[Extracted data entries]
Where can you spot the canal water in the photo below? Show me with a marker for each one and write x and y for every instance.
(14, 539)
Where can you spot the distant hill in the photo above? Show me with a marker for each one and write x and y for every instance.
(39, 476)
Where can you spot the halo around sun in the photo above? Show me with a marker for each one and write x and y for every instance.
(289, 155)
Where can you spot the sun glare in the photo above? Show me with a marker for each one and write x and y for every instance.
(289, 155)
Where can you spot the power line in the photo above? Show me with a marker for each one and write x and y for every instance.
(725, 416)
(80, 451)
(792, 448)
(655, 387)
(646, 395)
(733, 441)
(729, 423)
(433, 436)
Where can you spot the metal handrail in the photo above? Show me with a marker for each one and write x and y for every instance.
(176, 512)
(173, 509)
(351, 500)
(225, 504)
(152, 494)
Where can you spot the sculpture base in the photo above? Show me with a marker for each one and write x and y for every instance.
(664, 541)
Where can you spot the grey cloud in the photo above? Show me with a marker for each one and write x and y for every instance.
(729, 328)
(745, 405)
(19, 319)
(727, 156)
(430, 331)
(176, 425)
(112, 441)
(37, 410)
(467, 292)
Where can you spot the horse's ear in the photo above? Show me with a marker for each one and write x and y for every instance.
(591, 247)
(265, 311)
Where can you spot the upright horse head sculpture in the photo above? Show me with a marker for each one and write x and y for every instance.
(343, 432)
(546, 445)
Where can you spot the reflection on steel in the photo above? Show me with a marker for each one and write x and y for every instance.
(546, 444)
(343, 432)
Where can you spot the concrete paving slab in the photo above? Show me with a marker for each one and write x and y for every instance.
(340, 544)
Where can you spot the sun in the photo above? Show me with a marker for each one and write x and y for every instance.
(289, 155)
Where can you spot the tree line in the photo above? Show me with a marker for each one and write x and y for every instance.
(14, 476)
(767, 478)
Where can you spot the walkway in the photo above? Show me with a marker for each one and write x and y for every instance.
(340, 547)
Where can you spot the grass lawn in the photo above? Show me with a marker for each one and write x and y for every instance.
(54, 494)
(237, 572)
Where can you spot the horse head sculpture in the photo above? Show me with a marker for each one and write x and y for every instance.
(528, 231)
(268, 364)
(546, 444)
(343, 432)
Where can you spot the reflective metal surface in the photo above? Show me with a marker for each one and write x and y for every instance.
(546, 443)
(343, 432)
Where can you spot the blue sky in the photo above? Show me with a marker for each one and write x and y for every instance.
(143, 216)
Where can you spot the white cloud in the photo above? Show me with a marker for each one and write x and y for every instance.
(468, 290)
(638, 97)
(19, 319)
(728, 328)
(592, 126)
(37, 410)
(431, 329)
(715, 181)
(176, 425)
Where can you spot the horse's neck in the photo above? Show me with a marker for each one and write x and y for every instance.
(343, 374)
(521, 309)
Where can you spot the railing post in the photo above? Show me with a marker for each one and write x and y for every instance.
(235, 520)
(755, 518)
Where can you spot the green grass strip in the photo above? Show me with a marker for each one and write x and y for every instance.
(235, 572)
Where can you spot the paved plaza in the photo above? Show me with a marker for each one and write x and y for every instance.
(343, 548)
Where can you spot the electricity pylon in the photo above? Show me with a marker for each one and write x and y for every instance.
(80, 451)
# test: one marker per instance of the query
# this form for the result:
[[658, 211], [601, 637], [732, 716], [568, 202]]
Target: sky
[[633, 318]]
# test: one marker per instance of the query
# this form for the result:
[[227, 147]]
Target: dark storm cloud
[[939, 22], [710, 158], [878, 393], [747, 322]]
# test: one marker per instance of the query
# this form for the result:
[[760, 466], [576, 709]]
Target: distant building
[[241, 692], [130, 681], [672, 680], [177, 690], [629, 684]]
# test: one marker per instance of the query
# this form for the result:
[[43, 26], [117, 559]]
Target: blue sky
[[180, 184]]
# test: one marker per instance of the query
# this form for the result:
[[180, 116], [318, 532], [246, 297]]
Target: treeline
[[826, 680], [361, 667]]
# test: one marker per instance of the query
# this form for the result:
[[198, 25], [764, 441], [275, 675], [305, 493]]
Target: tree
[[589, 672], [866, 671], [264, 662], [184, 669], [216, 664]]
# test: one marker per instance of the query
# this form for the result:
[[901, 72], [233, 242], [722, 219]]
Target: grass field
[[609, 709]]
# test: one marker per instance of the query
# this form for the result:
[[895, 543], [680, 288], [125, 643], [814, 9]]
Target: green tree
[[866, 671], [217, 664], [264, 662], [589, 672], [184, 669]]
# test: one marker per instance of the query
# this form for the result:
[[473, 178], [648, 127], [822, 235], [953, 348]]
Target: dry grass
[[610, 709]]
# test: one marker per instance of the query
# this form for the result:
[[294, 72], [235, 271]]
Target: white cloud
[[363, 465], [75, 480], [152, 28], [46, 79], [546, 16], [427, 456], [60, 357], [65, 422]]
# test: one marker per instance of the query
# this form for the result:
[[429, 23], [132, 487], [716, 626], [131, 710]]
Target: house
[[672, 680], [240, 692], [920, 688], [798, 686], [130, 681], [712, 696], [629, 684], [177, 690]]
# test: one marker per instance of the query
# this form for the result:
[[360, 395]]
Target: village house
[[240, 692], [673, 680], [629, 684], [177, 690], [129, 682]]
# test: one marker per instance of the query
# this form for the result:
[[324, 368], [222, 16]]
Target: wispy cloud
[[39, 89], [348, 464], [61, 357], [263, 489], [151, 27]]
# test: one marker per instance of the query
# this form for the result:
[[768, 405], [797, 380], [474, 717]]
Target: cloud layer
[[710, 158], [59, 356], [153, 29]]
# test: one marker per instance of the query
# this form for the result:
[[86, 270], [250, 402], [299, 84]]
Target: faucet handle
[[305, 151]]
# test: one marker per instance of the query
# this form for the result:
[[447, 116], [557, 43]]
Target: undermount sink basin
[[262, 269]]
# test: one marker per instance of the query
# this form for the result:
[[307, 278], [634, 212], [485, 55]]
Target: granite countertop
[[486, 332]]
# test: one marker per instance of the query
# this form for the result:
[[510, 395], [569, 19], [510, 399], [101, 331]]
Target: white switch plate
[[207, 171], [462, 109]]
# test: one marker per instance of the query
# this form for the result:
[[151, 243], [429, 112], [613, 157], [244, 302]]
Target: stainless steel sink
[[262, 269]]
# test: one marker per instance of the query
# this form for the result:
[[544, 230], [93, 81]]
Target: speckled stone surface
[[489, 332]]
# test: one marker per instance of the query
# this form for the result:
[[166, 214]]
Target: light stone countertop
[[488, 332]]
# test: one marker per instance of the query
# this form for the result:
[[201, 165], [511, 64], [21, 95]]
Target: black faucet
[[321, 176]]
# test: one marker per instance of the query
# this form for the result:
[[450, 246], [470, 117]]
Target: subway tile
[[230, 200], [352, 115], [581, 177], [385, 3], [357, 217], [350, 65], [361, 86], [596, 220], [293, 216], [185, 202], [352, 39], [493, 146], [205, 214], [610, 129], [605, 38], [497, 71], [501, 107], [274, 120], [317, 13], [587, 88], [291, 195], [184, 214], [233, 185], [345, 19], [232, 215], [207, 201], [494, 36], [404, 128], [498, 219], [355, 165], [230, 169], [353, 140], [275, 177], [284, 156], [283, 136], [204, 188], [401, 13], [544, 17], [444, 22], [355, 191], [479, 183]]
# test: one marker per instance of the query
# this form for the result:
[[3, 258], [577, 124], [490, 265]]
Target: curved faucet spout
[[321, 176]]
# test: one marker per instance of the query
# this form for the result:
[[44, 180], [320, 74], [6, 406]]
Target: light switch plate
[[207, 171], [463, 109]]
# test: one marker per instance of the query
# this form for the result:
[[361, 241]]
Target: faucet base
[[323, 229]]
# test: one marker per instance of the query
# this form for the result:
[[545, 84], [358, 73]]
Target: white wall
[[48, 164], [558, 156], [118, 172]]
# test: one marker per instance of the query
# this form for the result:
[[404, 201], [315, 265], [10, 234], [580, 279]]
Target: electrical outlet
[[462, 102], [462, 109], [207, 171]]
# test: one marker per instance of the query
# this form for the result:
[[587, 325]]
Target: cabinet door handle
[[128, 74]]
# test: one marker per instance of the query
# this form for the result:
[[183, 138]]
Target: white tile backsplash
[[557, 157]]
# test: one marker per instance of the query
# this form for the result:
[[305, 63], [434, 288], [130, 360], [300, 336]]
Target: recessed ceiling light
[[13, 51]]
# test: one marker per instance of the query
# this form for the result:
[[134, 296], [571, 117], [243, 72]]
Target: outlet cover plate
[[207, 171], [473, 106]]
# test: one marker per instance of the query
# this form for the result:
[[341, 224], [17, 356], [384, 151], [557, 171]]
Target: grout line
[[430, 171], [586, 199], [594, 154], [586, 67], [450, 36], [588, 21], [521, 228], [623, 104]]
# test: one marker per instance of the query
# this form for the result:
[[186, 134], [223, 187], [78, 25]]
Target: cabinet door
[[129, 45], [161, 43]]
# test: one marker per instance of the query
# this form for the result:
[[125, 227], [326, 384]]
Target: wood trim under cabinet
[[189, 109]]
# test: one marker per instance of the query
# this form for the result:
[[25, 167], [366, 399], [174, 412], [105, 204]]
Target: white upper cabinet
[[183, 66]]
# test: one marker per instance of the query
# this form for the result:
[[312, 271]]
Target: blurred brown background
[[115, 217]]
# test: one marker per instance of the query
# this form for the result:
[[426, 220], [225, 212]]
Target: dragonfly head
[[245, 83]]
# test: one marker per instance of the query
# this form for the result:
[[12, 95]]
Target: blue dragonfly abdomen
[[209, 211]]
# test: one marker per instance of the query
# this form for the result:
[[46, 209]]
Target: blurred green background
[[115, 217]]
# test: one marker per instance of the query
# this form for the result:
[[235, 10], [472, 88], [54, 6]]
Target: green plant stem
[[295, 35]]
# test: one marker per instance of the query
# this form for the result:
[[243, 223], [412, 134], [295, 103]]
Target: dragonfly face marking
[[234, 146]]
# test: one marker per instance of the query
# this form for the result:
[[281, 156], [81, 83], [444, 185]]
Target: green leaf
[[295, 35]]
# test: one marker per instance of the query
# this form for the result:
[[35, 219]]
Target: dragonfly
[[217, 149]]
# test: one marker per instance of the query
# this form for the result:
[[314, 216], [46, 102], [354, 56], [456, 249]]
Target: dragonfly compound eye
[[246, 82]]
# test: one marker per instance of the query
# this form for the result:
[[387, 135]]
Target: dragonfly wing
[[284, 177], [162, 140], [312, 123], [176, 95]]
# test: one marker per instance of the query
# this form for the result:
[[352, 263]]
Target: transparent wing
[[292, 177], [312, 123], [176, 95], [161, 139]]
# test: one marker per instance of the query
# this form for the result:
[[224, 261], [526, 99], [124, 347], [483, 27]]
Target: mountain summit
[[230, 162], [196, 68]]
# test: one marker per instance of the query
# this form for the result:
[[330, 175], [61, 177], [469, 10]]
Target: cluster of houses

**ACTION ITEM:**
The lines above from the one containing "[[587, 325]]" through the one containing "[[134, 296], [571, 117], [243, 72]]" are to be set down exactly, and no others.

**SOLUTION TO THIS TASK:**
[[587, 325]]
Target: cabinet door handle
[[128, 74]]
# test: one marker per instance of the query
# this form for the result:
[[183, 138]]
Target: white tile backsplash
[[557, 157]]
# test: one marker per instance of the query
# this form for the result:
[[305, 63], [434, 288], [130, 360], [300, 336]]
Target: recessed ceiling light
[[13, 51]]
# test: one marker per instance of the query
# this form for the result:
[[134, 296], [571, 117], [243, 72]]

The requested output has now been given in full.